**Görevleriniz:**
1. Aşağıdaki Büyük Gerileme yazısına göre kitapta kaç makale var?
2. Aşağıdaki Büyük Gerileme yazısını kaldığı yerden sürdürün.

**Metin bölümü:**

-*-

15 makale ile tüm dünyada yükselen sağcı görüşlere, çoğunluğun eziciliğine dikkat çeken Büyük Gerileme, zamanını sağlam bir şekilde yakalayan nadir kitaplardan
90’ları yaşayan bir insan için, 2018 Türkiye’sinin ne kadar karanlık olduğu açıktır. Elbette sorunsuz bir dönem hiçbir zaman olmadı ama geri dönüp bakınca o yıllar insanların daha özgür olduğu yıllar olduğunu rahatlıkla söyleyebiliriz. 90’lar ve sonrasında doğan gençler içinse durum daha karanlık. Geleceklerini açık bir şekilde göremedikleri gibi, kutuplaşmış bir toplum içinde taraf olmanın da baskısı altındalar. Peki diyelim ki, 2018 Türkiye’sinde yaşayan bir genç buradaki geleceğini bırakıp yurtdışına gitmiş olsun. Hangi ülkeye giderse gitsin orada da sorunlar yaşama ihtimali yüksektir. Çünkü gericiliğin, kutuplaşmış toplumların, yalnızca Türkiye’nin sorunu olmadığı karanlık bir dönemden geçiyoruz. Küresel ısınma, göç, nüfus, işsizlik, eşitsizlik sorunları derken artık insanlar birlikteliğin hayal edildiği bir gelecekten ümitlerini kesmiş gibiler. Anlıyorlar ki gelecek çok daha fazla çıkar çatışmasının yaşanacağı bir dönem. Sermaye sahipleri köşe başlarını çoktan tutmuş durumda ve biz kendi küçük dünyalarımızda patlamaya hazır öfke tohumları olarak serseri mayın gibi dolanıyoruz.

-*-

**Verilen bilgiler:**
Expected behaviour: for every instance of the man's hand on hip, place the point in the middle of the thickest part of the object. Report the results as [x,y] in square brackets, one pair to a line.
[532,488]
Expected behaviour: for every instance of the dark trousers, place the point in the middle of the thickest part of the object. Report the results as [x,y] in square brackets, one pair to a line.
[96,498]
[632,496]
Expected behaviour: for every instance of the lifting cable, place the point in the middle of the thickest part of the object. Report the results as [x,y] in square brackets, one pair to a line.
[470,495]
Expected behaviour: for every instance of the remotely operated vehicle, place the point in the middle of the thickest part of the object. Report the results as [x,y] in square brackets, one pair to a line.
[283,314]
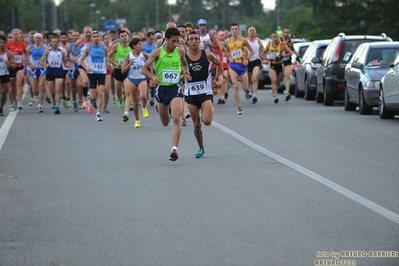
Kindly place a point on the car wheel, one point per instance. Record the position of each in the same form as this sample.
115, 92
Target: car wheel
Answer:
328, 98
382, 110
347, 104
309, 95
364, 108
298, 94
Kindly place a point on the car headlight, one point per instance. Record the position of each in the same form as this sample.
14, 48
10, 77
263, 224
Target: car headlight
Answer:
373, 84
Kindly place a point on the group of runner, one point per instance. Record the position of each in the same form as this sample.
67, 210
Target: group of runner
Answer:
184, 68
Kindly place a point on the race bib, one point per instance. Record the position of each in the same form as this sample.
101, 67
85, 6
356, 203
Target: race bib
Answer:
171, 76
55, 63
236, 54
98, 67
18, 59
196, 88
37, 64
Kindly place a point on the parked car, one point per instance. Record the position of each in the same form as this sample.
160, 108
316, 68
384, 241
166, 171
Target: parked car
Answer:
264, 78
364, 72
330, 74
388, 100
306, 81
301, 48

-*-

**Alıştırma cevapları:**
1. 15 makale.

2.
Trump ve Brexit ile su yüzüne çıkanlar
Heinrich Geiselberger tarafından hazırlanan ve geçtiğimiz yıl Metis Yayınları tarafından yayınlanan Büyük Gerileme, bize dünya genelinde sağcı, faşist rejimlerin, görüşlerin yükseldiğini ve demokrasinin nasıl iflas ettiğini resmediyor. “Zamanımızın Ruh Hali Üstüne Uluslararası Bir Tartışma” alt başlıklı kitapta aralarında Zygmunt Bauman, Slavoj Zizek, Arjun Appadurai gibi isimlerin de yer aldığı 15 yazardan 15 makale yer alıyor. Özellikle Amerika’da Trump’ın seçilmesi ve İngiltere’nin Brexit ile Avrupa Birliği’nden ayrılma sürecine girmesini merkeze alan makalelerde hem aydınlanmacı fikirlerin, demokrasinin iflasının sebepleri analiz ediliyor hem de sola yeni yol haritaları çizilmeye çalışıyor. Küreselleşmenin sonunda nereye geldik, neoliberalizm nasıl bir dünyaya yol açtı? Şimdi tüm bunlar su yüzüne çıkıyor ve biz ne ile karşı karşıya kaldığımıza bakıyoruz.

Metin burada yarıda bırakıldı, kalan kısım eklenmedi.